PASSAGE GIVEN:
──────

Complete a RDD based on RDDs depending on data

I'm using spark 2.1 on yarn cluster. I have a RDD that contains data I would like to complete based on other RDDs (which correspond to different mongo databases that I get through https://github.com/mongodb/mongo-hadoop/wiki/Spark-Usage, but I don't think that is important, just mention it in case)
My problem is that the RDD I have to use to complete data depends on data itself because data contain the database to use. Here is a simplified exemple of what I have to do :
/*
* The RDD which needs information from databases
*/
val RDDtoDevelop = sc.parallelize(Array(
Map("dbName" -> "A", "id" -> "id1", "other data" -> "some data"),
Map("dbName" -> "C", "id" -> "id6", "other data" -> "some other data"),
Map("dbName" -> "A", "id" -> "id8", "other data" -> "some other other data")))
.cache()
/*
* Artificial databases for the exemple. Actually, mongo-hadoop is used. https://github.com/mongodb/mongo-hadoop/wiki/Spark-Usage
* This means that generate these RDDs COSTS so we don't want to generate all possible RDDs but only needed ones
*/
val A = sc.parallelize(Array(
Map("id" -> "id1", "data" -> "data1"),
Map("id" -> "id8", "data" -> "data8")

──────

SUPPLIED DATA:
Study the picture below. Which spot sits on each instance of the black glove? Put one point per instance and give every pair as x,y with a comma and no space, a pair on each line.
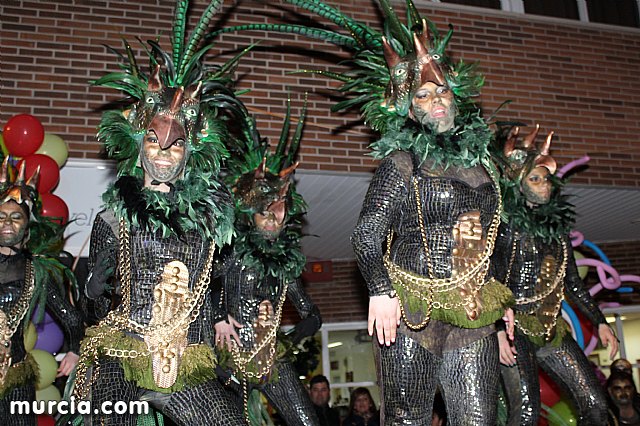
99,276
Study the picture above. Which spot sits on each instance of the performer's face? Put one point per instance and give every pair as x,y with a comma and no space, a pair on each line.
268,225
163,165
536,186
433,105
13,224
319,394
621,392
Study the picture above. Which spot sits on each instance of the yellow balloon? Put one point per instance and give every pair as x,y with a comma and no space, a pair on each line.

──────

WHAT TO DO:
a: Answer these from the Spark question above, one line each:
(i) Which Spark version does the poster use, and on what kind of cluster?
(ii) According to the code comment, why should only the needed RDDs be generated rather than all possible ones?
(iii) In RDDtoDevelop, which dbName goes with "id6"?
b: Rewrite the paragraph of the Spark question that begins "I'm using spark 2.1" as one shorter sentence, keeping its main facts.

RESPONSES PER TASK:
a:
(i) Spark 2.1 on a YARN cluster.
(ii) Generating these RDDs costs, because mongo-hadoop is actually used.
(iii) "C".

b: Running Spark 2.1 on a YARN cluster, the poster has an RDD whose data should be completed from other RDDs that correspond to different Mongo databases read through mongo-hadoop (https://github.com/mongodb/mongo-hadoop/wiki/Spark-Usage), a detail the poster thinks is probably unimportant.